=== Source passage ===
Inhibits renal excretion of ertapenem; coadministration of probenecid to extend the ertapenem half-life is not recommended.

Valproic acid and derivatives

Valproic acid plasma concentrations may be decreased to subtherapeutic levels, leading to a loss of seizure control. Monitor valproic acid plasma concentrations and observe the patient for seizure activity. Consider adjusting the valproic acid dose as needed or using an alternative antibiotic. If ertapenem therapy is necessary, consider supplemental anticonvulsant therapy.

Adverse Reactions

Cardiovascular

Chest pain, hypertension, hypotension, tachycardia (2%).

CNS

Headache (7%); altered mental status (5%); insomnia (3%); dizziness (2%); anxiety, asthenia/fatigue, seizure (1%); dyskinesia, hallucinations, myoclonus, tremor (postmarketing).

Dermatologic

Diaper dermatitis (5%); rash (3%); cellulitis, erythema, pruritus (2%); dermatitis (1%).

EENT

Nasopharyngitis (2%); pharyngitis, viral pharyngitis (1%).

GI

Diarrhea (12%); vomiting (10%); nausea (9%); abdominal pain (5%); constipation (4%); acid regurgitation, Clostridium difficile infection or colitis, loose stools, nausea, small intestine obstruction (2%); abdominal abscess, dyspepsia, oral candidiasis, upper abdominal pain (1%).

Genitourinary

UTIs (4%); vaginitis (3%); dysuria (1%).

=== Work order 1 ===
In the ertapenem passage, copy out the part that opens with the words containing "Valproic acid plasma concentrations may" and closes with "supplemental anticonvulsant therapy.", swapping "antibiotic" for "antimicrobial".
=== Work order 2 ===
Using the ertapenem passage, answer these:
(a) What percentage is given for headache?
(b) Which GI reaction is listed at 12%?
(c) What percentage is given for UTIs?
The items stored here have nothing to do with the ertapenem passage.

Stored items
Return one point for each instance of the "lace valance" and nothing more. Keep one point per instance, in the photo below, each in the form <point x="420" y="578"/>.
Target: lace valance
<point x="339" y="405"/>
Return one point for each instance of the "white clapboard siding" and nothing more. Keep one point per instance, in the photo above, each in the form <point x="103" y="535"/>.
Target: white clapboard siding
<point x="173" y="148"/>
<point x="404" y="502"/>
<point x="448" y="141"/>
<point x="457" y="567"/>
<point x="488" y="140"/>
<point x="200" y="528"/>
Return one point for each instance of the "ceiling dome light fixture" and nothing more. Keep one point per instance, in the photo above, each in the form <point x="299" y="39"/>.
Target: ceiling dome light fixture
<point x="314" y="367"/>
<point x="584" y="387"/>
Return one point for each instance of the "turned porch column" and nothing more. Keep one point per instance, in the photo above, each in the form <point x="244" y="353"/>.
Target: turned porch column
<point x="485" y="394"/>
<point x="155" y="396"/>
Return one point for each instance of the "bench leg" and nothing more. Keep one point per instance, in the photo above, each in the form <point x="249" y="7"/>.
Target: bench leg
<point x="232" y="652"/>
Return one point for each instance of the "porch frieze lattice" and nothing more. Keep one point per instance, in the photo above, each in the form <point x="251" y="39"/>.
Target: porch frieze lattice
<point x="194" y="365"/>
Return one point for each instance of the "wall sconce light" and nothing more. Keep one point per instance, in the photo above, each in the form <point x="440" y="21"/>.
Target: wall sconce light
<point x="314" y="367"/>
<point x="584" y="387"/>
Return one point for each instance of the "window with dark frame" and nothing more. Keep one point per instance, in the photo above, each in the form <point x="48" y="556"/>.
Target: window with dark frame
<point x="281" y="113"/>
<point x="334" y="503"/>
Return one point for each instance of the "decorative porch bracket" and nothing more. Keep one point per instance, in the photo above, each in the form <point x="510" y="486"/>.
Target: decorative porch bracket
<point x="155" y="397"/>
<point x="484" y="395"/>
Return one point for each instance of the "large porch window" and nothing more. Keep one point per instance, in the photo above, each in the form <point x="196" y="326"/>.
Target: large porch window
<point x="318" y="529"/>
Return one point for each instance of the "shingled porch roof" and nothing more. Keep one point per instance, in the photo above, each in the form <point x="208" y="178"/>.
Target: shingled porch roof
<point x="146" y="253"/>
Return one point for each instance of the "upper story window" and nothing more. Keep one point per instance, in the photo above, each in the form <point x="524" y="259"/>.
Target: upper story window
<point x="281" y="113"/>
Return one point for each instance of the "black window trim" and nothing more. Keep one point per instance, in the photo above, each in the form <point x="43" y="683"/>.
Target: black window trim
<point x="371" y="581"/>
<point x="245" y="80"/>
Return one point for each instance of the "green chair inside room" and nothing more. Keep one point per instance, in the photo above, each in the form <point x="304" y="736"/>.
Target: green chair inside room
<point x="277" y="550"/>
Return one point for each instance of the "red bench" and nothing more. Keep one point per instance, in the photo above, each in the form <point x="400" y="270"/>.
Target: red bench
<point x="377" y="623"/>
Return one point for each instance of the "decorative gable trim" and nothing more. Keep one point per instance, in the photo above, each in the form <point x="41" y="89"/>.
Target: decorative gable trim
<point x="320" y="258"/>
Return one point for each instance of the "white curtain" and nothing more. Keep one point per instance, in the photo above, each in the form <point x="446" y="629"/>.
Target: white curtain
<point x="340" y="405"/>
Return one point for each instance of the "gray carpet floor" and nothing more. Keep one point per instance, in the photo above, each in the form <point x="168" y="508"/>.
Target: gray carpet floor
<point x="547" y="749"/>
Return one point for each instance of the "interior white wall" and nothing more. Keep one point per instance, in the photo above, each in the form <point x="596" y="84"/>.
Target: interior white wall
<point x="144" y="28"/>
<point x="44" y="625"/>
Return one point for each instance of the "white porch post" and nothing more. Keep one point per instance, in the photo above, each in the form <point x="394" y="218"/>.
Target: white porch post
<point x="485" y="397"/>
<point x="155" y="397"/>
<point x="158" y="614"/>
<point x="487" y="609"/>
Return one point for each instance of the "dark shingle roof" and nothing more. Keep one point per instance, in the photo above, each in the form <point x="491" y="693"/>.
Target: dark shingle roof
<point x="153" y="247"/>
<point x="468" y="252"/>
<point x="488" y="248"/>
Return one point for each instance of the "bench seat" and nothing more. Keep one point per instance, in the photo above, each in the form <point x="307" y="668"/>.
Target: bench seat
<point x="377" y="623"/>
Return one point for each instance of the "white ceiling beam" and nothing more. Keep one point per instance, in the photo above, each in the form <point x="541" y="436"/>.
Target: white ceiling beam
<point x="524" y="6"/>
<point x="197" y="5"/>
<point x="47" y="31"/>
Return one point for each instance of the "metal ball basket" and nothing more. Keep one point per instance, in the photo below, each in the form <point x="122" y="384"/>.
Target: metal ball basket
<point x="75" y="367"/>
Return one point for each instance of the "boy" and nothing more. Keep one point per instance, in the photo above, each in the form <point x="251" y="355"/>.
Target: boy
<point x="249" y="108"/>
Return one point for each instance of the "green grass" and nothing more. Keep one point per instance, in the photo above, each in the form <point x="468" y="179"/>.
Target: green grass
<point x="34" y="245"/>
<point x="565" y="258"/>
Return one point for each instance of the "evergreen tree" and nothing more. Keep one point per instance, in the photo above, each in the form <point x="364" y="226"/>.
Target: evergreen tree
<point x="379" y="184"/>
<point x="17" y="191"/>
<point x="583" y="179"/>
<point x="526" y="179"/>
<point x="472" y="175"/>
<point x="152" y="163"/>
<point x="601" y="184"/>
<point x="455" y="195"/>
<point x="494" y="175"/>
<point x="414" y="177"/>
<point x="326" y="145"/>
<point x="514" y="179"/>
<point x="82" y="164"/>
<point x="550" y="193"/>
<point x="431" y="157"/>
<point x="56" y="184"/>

=== Task result 1 ===
Valproic acid plasma concentrations may be decreased to subtherapeutic levels, leading to a loss of seizure control. Monitor valproic acid plasma concentrations and observe the patient for seizure activity. Consider adjusting the valproic acid dose as needed or using an alternative antimicrobial. If ertapenem therapy is necessary, consider supplemental anticonvulsant therapy.

=== Task result 2 ===
(a) 7%
(b) Diarrhea
(c) 4%